*TEXTO DEL EJERCICIO*
Me gustaría decir que hemos navegado por mares de incertidumbre, pero la realidad es que seguimos navegando en el mar de esta pandemia sin intuir con definición precisa los cambios que se van a producir religiosa, económica, cultural, política y socialmente en nuestra convivencia. He leído reflexiones que consideran que volveremos a lo mismo una vez que esto pase. Pero intuyo que será otro estilo de vida en el que configuremos nuestros hábitos y costumbres. ¿Por qué no pensar en una sociedad con personas relacionadas sólidamente, capaces de mirar sobre todo el lado positivo con una visión clara de fraternidad y solidaridad que nos ayudará a otear nuevos horizontes? Hemos de construir una convivencia en la que sea necesario tomar decisiones conjugando la autonomía y la corresponsabilidad con el ánimo de ser felices, sabiendo que «la vida feliz es el gozo de la verdad», según san Agustín.
En estos días tal vez nos hemos dado cuenta de que hemos arrancado las raíces de nuestro origen, «comiendo el pan de la memoria». La Iglesia, ni en los momentos más difíciles se ha retirado de la sociedad, ni lo está haciendo ahora ni lo hará en el futuro. El único camino que tiene que recorrer es el hombre. Y su misión es seguir afirmando que Dios se ha hecho hombre para salvar al hombre. Está llamada a ser actora en el desarrollo de la política global con dos principios: “Amarás al Señor tu Dios y al prójimo como a ti mismo”, y la dignidad del hombre se asienta en que es hijo de Dios en Cristo y por Él. Colabora con la sociedad en la solución de los grandes problemas comunes a todos, sin perder su condición profética ante la desproporción entre el poder tecnológico-económico y el crecimiento-responsabilidad moral, afirmando la vida eterna y denunciando el silencio del pensamiento actual sobre las angustias y dramas psicológicos que acosan especialmente a nuestro Occidente.
Le preocupa la pérdida del sentido de la trascendencia que lleva a olvidar o negar a Dios, la negación de la diferencia entre el bien y el mal, y la ofensa a la condición humana que suponen las diferencias abismales entre los países ricos y los pobres. No es ajena al compromiso ante el reto de la progresiva secularización, de la preservación del orden natural de las cosas y de la construcción de la paz, asumiendo con humildad una actitud misionera y evangelizadora. Todo ello desde la conciencia clara de que la comunidad política y la Iglesia son entre sí independientes y autónomas en su propio campo, aunque están al servicio de la vocación personal y social de los mismos hombres a través de una sana cooperación entre ambas (cf GS 76), pudiendo la Iglesia siempre y en todo lugar predicar la fe con verdadera libertad y emitir un juicio moral también sobre las cosas que afectan al orden político, cuando lo exigen los derechos fundamentales de las personas o la salvación de las almas. La preocupación no es otra que colaborar a un renacimiento generalizado. En estos momentos bien está recordar lo que dice el proverbio: «No llega antes el que va más de prisa, sino el que sabe a dónde va».

Entradas de datos guardadas:
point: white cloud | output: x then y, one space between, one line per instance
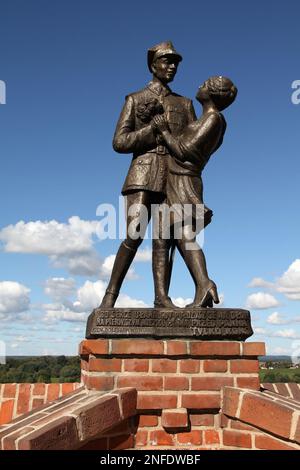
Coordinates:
68 245
89 296
259 282
276 319
88 264
261 300
288 333
181 302
14 298
58 288
49 238
289 282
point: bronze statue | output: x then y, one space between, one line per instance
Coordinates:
146 180
190 152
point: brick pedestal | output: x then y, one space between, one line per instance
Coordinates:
179 383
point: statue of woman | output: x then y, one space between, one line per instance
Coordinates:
190 152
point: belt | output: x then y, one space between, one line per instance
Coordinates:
160 149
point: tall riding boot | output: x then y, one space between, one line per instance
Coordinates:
206 289
122 263
160 267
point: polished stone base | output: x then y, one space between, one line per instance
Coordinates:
200 323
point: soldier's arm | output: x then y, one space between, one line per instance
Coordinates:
191 111
126 138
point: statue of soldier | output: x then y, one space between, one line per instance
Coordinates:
145 183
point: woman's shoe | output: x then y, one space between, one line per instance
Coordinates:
208 298
109 300
164 302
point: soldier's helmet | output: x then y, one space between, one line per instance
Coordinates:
160 50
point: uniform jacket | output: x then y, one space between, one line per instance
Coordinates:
134 134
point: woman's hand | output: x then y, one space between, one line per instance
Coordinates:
159 122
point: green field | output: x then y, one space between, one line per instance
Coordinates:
279 375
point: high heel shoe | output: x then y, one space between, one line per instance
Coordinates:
210 296
109 300
164 302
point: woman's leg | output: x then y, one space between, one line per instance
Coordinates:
206 290
137 216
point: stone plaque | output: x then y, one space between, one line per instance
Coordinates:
201 323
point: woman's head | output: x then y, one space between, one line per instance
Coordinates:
220 90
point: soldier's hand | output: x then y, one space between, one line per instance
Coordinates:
160 122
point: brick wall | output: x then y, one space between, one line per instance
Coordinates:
17 399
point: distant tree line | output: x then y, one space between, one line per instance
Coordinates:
48 369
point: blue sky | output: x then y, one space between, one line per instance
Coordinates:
67 66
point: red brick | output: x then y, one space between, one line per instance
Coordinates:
239 426
164 365
127 399
36 402
230 401
60 434
147 421
96 417
215 365
136 365
122 428
176 348
105 365
9 391
211 436
173 419
52 392
99 383
176 383
6 411
297 432
266 414
211 383
141 383
225 422
160 438
121 442
141 438
84 364
190 366
254 349
215 348
39 389
67 388
191 438
201 401
244 366
269 443
283 390
9 442
295 389
23 399
97 444
156 402
202 419
94 346
251 383
137 346
236 439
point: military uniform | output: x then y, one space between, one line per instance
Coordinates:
149 167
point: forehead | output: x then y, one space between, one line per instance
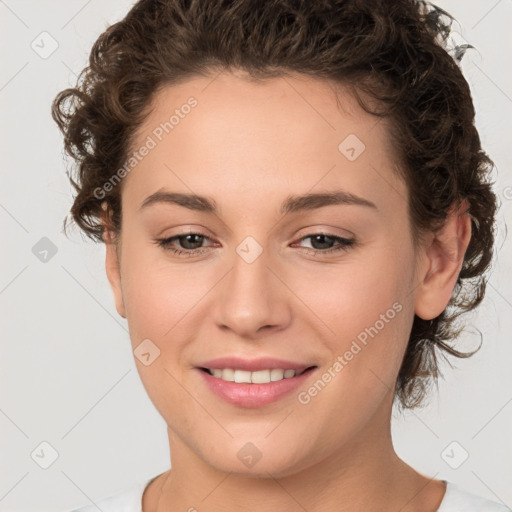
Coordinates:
226 131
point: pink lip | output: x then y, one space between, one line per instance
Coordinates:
253 365
253 395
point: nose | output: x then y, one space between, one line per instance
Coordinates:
252 298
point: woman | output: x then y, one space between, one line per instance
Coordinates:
296 208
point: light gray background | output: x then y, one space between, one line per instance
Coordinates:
67 372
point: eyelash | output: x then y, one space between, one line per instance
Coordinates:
343 244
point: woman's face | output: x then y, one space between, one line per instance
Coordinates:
262 282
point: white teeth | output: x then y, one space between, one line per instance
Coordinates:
258 377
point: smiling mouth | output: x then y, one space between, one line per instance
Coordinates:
256 377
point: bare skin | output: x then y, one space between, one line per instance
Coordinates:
249 146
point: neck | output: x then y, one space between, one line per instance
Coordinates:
364 473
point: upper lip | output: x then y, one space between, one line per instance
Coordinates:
253 365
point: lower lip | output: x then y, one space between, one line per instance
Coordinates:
253 395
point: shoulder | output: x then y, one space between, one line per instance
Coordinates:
456 499
129 500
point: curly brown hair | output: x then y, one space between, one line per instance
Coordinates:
391 54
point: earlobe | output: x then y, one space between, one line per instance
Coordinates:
443 259
113 269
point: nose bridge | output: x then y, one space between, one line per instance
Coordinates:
251 294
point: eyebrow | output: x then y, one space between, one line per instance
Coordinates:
291 204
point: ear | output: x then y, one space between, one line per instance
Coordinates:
112 264
442 259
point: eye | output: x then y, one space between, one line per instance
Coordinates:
191 244
326 243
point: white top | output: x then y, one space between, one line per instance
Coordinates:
455 499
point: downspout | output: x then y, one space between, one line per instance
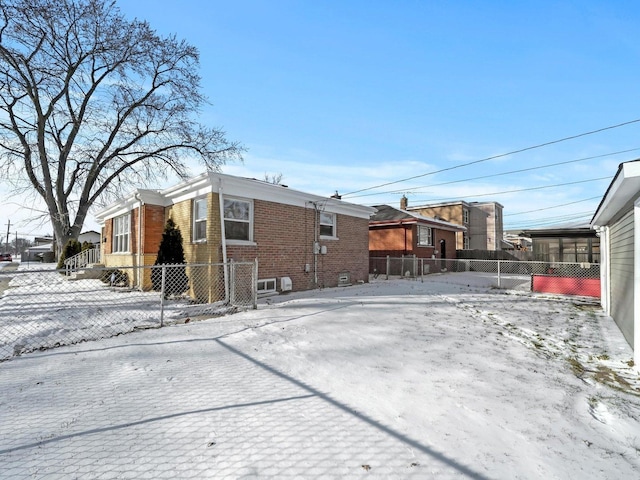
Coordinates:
223 241
139 248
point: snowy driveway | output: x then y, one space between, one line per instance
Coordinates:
395 379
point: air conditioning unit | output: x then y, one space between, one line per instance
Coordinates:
285 284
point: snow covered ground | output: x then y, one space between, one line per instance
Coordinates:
392 379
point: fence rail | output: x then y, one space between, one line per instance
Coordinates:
546 277
42 308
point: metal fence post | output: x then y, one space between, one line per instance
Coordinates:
164 270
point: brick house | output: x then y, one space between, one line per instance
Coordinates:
397 232
313 241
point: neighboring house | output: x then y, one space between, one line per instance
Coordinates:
482 221
313 241
396 232
617 221
573 242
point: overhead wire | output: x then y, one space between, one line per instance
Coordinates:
553 206
516 190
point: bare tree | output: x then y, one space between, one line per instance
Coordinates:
92 104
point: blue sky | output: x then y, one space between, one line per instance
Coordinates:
348 95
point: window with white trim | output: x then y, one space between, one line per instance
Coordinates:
121 233
425 236
199 220
327 224
238 217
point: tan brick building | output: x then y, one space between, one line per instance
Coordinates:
313 241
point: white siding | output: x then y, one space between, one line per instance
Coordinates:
621 271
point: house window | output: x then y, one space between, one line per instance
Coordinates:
237 219
425 236
121 232
199 220
327 224
267 285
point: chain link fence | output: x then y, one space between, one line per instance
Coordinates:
561 278
43 308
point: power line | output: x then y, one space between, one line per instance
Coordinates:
501 174
540 145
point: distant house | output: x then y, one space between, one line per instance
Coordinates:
617 222
571 242
310 241
397 232
482 222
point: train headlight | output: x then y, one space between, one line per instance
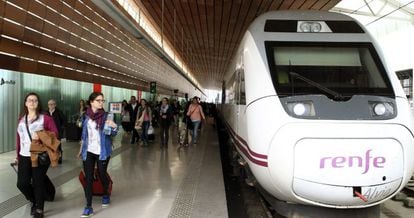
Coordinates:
302 108
382 108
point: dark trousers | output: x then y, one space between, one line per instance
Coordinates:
135 135
88 168
144 133
31 181
164 133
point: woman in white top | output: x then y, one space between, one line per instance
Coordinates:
31 180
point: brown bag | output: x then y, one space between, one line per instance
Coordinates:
48 143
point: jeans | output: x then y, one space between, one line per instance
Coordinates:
144 134
89 168
164 133
26 175
194 131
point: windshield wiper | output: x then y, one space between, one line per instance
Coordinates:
335 94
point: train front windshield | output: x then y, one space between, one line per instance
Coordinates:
336 70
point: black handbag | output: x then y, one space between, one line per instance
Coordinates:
189 122
43 158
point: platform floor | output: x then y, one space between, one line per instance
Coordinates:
148 181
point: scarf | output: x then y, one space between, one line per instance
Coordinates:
164 109
97 117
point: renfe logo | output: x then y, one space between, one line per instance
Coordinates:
353 161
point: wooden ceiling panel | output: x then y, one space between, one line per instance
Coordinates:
206 33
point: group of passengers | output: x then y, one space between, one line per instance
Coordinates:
96 143
96 148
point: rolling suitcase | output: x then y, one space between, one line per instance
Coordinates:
50 188
97 187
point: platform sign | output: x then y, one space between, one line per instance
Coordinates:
115 107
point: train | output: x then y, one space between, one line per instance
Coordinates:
314 112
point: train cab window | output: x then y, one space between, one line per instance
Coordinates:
242 95
312 68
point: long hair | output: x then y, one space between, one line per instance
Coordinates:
92 97
25 111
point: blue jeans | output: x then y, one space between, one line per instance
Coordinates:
144 134
194 131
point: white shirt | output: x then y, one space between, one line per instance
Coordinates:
94 140
24 136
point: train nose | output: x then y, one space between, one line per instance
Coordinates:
339 165
347 172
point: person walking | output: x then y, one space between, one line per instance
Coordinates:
30 179
60 122
96 148
133 112
195 112
166 117
125 118
145 115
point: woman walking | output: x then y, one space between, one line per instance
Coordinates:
195 112
144 116
31 180
166 116
96 148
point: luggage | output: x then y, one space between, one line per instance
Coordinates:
73 132
97 187
50 188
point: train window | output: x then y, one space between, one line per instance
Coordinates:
242 95
312 68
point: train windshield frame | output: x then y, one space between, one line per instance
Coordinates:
338 70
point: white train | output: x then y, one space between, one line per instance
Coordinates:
315 112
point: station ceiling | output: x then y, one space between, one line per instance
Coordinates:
212 29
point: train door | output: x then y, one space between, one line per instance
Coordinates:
241 99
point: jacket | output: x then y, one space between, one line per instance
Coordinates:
47 142
106 141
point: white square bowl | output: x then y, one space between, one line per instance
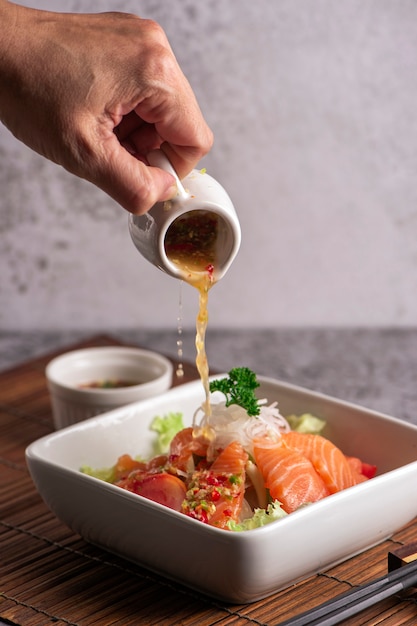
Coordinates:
238 567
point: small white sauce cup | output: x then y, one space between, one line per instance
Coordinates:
65 374
196 192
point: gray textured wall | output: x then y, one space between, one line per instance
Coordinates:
313 105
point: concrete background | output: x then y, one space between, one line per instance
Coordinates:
313 105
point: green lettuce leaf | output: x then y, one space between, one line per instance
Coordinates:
261 517
166 427
306 423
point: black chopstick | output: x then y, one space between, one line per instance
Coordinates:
352 602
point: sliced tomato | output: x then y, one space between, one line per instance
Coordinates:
359 467
368 470
163 488
125 464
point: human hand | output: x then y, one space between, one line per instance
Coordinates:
95 93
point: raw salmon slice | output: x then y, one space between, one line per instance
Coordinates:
328 460
288 474
215 495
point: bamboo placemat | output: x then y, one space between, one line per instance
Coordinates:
50 575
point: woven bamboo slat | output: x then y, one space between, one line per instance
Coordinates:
49 575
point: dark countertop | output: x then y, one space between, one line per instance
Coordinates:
376 368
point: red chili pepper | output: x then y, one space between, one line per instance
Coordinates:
215 495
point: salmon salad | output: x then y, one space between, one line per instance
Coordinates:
241 464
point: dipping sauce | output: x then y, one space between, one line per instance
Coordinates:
108 384
192 244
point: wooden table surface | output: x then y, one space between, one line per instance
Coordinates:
50 575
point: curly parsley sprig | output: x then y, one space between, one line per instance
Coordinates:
239 388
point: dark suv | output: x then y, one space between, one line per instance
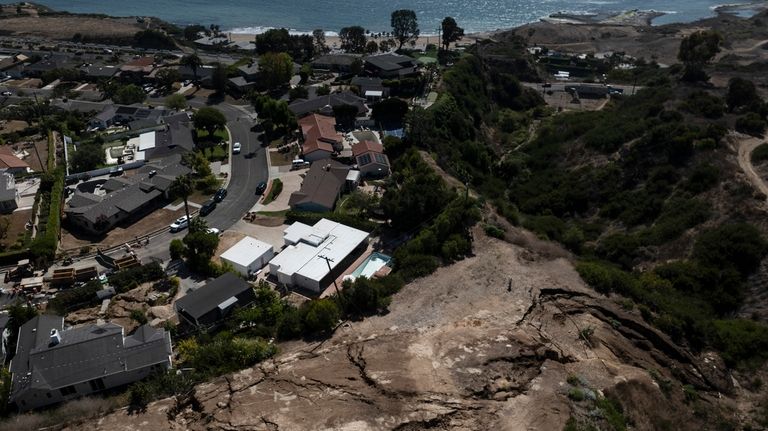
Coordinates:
261 188
207 207
220 194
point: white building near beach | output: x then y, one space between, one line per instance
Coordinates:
248 255
313 253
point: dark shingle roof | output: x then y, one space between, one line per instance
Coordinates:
207 298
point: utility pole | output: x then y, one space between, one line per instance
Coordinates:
328 261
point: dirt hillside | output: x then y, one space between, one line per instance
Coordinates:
492 342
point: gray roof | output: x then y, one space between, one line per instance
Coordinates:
390 62
207 298
322 184
84 353
138 190
301 107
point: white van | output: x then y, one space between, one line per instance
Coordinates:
298 164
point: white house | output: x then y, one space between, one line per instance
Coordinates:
313 253
248 255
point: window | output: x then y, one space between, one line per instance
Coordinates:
67 390
97 385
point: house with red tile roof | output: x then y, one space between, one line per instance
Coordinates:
321 139
370 159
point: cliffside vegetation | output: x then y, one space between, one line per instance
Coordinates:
642 191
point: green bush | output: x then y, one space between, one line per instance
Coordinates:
274 191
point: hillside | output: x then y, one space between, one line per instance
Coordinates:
491 342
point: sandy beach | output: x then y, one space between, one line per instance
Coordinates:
335 42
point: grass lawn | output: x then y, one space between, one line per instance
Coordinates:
218 136
280 159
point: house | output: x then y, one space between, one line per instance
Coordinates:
4 334
53 364
314 255
325 181
137 69
370 159
390 65
320 137
203 74
209 305
9 197
341 63
124 199
11 163
248 255
325 104
372 89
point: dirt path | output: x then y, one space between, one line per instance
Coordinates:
745 147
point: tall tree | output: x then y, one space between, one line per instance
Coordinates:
696 50
182 187
276 69
209 119
319 37
353 39
405 26
193 62
451 32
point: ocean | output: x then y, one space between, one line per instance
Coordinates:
253 16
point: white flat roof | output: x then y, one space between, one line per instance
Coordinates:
146 141
246 251
304 259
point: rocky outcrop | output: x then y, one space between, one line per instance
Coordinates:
488 343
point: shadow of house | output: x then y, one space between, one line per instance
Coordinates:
207 307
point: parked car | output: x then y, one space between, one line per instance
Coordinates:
220 194
181 223
261 187
207 207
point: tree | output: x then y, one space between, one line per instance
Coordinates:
193 62
176 101
319 38
353 39
181 187
696 50
405 26
167 76
209 119
742 92
298 92
451 32
88 156
219 79
276 69
129 94
372 47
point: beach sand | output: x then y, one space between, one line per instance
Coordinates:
335 42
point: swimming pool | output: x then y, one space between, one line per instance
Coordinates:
371 264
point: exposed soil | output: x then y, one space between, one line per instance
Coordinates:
486 343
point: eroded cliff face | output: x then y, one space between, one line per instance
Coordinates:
496 341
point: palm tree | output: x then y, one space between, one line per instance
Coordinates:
181 187
193 62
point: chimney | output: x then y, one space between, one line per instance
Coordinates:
55 337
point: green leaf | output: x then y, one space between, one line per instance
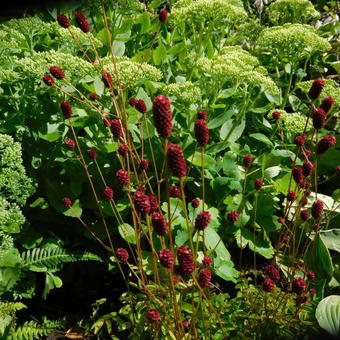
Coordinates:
262 138
127 232
213 241
318 259
328 314
159 54
74 211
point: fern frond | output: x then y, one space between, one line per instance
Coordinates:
51 257
32 330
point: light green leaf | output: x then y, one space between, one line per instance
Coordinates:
127 232
328 314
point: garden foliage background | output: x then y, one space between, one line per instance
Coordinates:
223 170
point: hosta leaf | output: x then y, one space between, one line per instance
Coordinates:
328 314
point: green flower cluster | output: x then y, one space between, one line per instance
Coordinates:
130 73
187 92
237 66
198 12
293 11
294 123
331 89
39 63
15 186
291 41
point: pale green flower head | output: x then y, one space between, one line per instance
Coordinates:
130 73
291 41
40 62
237 66
187 92
216 12
14 184
331 89
294 123
291 11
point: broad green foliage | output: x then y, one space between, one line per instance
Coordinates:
291 11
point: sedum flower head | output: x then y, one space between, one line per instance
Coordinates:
331 89
216 12
294 123
293 11
40 62
293 41
130 73
186 93
14 184
237 66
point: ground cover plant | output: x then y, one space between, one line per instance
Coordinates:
170 170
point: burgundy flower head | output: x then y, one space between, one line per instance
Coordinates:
273 273
144 164
122 255
204 277
108 193
233 216
316 88
123 177
202 114
153 315
123 150
163 15
268 285
63 21
319 117
93 96
92 153
291 196
299 285
82 22
247 161
276 115
159 224
162 116
132 101
317 209
66 202
258 183
57 72
107 79
324 144
48 80
175 191
116 128
176 160
201 132
142 202
307 168
195 203
140 106
327 104
202 220
186 260
70 143
66 108
166 258
154 202
207 261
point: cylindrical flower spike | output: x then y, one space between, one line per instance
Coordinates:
162 116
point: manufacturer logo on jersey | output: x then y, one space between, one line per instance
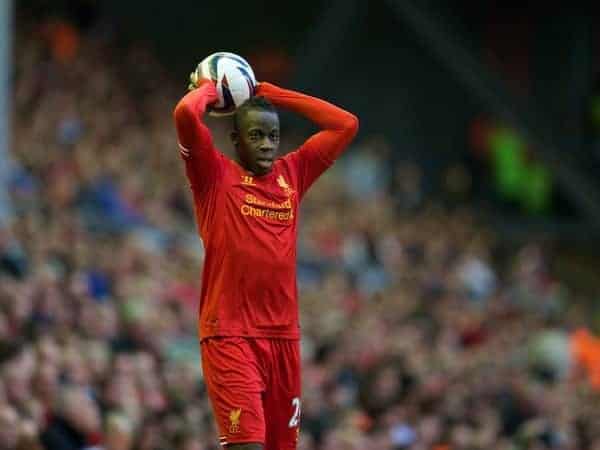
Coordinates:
234 417
248 180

*TAREA A*
Según el texto sobre la Iglesia y la pandemia, ¿en qué consiste la vida feliz de acuerdo con san Agustín?
*TAREA B*
Reproduce del texto sobre la Iglesia y la pandemia el fragmento que va desde "Me gustaría decir" hasta "según san Agustín.".
El listado no interviene en esto.

*RESPUESTA A*
La vida feliz es el gozo de la verdad.

*RESPUESTA B*
Me gustaría decir que hemos navegado por mares de incertidumbre, pero la realidad es que seguimos navegando en el mar de esta pandemia sin intuir con definición precisa los cambios que se van a producir religiosa, económica, cultural, política y socialmente en nuestra convivencia. He leído reflexiones que consideran que volveremos a lo mismo una vez que esto pase. Pero intuyo que será otro estilo de vida en el que configuremos nuestros hábitos y costumbres. ¿Por qué no pensar en una sociedad con personas relacionadas sólidamente, capaces de mirar sobre todo el lado positivo con una visión clara de fraternidad y solidaridad que nos ayudará a otear nuevos horizontes? Hemos de construir una convivencia en la que sea necesario tomar decisiones conjugando la autonomía y la corresponsabilidad con el ánimo de ser felices, sabiendo que «la vida feliz es el gozo de la verdad», según san Agustín.